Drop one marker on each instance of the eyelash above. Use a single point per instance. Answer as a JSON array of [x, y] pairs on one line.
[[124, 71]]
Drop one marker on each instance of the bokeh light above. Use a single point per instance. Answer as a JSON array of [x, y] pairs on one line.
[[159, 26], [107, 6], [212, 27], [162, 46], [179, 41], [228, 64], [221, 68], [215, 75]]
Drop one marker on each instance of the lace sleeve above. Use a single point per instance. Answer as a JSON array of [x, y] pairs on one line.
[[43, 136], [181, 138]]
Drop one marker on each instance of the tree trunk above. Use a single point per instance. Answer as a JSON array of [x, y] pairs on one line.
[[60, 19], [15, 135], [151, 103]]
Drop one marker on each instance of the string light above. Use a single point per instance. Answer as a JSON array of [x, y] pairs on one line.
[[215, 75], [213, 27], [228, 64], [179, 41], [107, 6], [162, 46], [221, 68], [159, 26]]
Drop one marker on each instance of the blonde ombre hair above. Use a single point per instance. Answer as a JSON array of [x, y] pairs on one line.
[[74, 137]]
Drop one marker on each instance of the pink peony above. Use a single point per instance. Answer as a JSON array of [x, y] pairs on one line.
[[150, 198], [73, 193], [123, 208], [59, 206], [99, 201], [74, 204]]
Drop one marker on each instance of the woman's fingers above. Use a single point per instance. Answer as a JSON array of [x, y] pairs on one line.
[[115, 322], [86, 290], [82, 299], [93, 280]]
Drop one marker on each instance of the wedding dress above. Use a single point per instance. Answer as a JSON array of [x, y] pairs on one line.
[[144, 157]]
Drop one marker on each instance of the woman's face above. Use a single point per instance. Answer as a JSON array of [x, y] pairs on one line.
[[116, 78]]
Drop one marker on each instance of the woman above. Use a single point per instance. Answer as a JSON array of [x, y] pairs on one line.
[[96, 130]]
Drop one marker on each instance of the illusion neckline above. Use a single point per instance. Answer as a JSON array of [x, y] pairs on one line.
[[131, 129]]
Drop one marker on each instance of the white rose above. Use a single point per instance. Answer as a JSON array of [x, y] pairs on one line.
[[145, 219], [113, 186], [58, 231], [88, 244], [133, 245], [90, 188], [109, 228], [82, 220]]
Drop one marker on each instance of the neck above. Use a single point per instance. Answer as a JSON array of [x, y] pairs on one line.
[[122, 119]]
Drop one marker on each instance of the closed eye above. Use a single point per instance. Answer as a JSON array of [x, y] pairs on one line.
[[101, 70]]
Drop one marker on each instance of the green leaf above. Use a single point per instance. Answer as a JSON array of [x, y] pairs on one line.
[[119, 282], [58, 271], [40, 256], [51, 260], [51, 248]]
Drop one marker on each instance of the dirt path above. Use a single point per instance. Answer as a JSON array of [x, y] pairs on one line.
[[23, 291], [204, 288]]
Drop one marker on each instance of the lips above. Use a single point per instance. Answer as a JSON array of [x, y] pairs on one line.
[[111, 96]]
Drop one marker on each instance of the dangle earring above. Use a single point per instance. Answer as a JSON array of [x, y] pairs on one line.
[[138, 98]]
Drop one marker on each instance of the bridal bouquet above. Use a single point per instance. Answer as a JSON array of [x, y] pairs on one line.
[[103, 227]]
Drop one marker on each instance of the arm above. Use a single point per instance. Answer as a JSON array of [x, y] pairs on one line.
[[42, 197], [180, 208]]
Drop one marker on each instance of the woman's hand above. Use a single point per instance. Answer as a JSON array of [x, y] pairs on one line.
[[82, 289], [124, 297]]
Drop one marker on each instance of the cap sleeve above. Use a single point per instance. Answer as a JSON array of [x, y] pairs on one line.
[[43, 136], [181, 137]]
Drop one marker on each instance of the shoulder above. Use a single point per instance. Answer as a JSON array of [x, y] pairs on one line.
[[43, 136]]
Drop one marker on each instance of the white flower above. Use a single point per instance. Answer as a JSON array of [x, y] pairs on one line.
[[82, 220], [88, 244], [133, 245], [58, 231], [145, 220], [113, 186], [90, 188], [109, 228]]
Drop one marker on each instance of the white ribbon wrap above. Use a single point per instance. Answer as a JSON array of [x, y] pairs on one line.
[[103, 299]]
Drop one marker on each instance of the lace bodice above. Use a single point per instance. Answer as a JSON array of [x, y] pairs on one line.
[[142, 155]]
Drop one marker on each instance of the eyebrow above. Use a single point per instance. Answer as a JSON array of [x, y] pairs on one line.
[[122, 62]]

===

Nothing may be dropped or altered. Copy every line above.

Drop one marker on each instance of the eyelash above. Use a single point per instance. Answer as a JSON array of [x, y] pairs on one line.
[[124, 71]]
Drop one marker on each instance of the bokeh light above. Use a single point per instance. Answer as a JSON array of [x, y] pairs on one line.
[[159, 26], [107, 6], [212, 27], [162, 46], [179, 41], [228, 64], [221, 68], [215, 75]]
Drop one marker on each instance of the lace sleeve above. Use a single point per instance. Answer as a JSON array of [x, y] pairs on one line.
[[43, 136], [181, 138]]
Drop one marker on each instance of the tree trunk above. Use a single point per instance. Answer as a JSON array of [x, y] pairs on one line.
[[60, 19], [15, 135], [151, 103]]
Drop one marker on each instance of the string light above. Use a single point per instance. Answer as a JSON array of [x, y] pairs on one line.
[[215, 75], [213, 27], [228, 64], [179, 41], [107, 6], [162, 46], [221, 68], [159, 26]]
Drop one marker on each instance of the blonde ombre hair above. Use a single point per instance. Answer as a JSON array of [x, y] pairs on one line.
[[74, 137]]
Drop one marker on each instance of the pink peony above. Use a single point per instance. Answer as a JSON array of [x, y] pairs on one line.
[[150, 198], [73, 193], [123, 208], [59, 206], [99, 201], [74, 204]]
Drop one marker on each instance of the woman's fingers above. Use a single point per instance. Answer as a JSON array of [x, y] pairs on one line.
[[115, 322], [86, 290], [82, 299], [93, 280]]
Drop one marker on each instance of the wedding dress above. Use a single point per instance. Answer as a JSON array of [x, y] pairs on one line.
[[144, 157]]
Drop one marker on each instance of the woman's face above. Use a single point per instance. Answer as a JSON array of [x, y] pairs on one line.
[[116, 78]]
Drop one marker on each instance of the woman above. Use a single point per instance. Answer as a JSON array of [x, y] pairs on one line.
[[96, 130]]
Drop one marker on each instance of the illusion neckline above. Use a single point per instance. Answer as a JSON array of [x, y] pairs on one line.
[[131, 129]]
Drop one marker on each instance of the white rose above. Use a single point per instance. Answer as a JSON array of [x, y] pairs on one line.
[[145, 219], [113, 186], [58, 231], [88, 244], [133, 245], [90, 188], [109, 228], [82, 220]]
Drop one marker on each instance of the neck above. Use a single point per instance. Answer as a JSON array of [x, y] pairs on one line.
[[122, 119]]
Drop one marker on each instance of the closed eye above. Use a single point per instance. Answer as a JSON array of [x, y] pairs on one line.
[[101, 70]]
Drop one marker on each instance of the green leaf above. Use a single point per instance. Answer as a JSON array of [x, y] pairs on one line.
[[119, 282], [58, 271], [40, 256], [51, 260], [51, 248]]
Drop one marker on each instance of the dirt path above. Use a single point per instance. Answer as a JSON array of [x, y] pairs on one line.
[[23, 291], [204, 288]]
Drop one marker on each instance of the lips above. Use a single point per instance. Answer as a JSON array of [x, y] pairs on one line.
[[111, 96]]
Drop one marker on each instance of the dangle earring above. Use a single point per instance. Answer as a JSON array of [x, y] pairs on one line.
[[138, 98]]
Drop one marker on each instance of the bridal bouquet above. Use a single point per instance. Answer as a JSON array of [x, y] pairs on one line.
[[103, 227]]
Drop one marker on each instance of the arm above. Use a single point per instance. Answer as a JSON array of [x, y] pairs on one line.
[[42, 197], [180, 208]]
Drop one marker on each instance of the woman's hand above. Use a single point per instance. Answer as a JSON array of [x, y] pairs on one line.
[[82, 289], [124, 297]]
Drop one marker on each instance of the cap sleeve above. Use a single point per instance. Answer as a JSON array of [x, y] pairs on one line.
[[43, 136], [181, 137]]
Drop one marker on each instance of the shoulder above. Use a single point per instance. Answer as a JSON array of [x, y] pairs on one line.
[[43, 136]]
Drop one marker on each instance of the white flower above. Use a single point per instance. Answer as a JSON array of [x, y] pairs on one line.
[[82, 220], [88, 244], [133, 245], [58, 231], [145, 220], [113, 186], [90, 188], [109, 228]]
Drop one marker on each instance of the white ribbon wrap above. Use a single point per instance. Answer as a JSON array of [x, y] pairs on one line.
[[103, 299]]
Drop one marker on each instance of the lace bodice above. Use a single point per instance. Answer as a JSON array of [x, y] pairs on one line.
[[142, 155]]
Drop one marker on each instance of the eyebrow above. Use a single point per instance. Answer as a JSON array of [x, y] pairs on one line.
[[122, 62]]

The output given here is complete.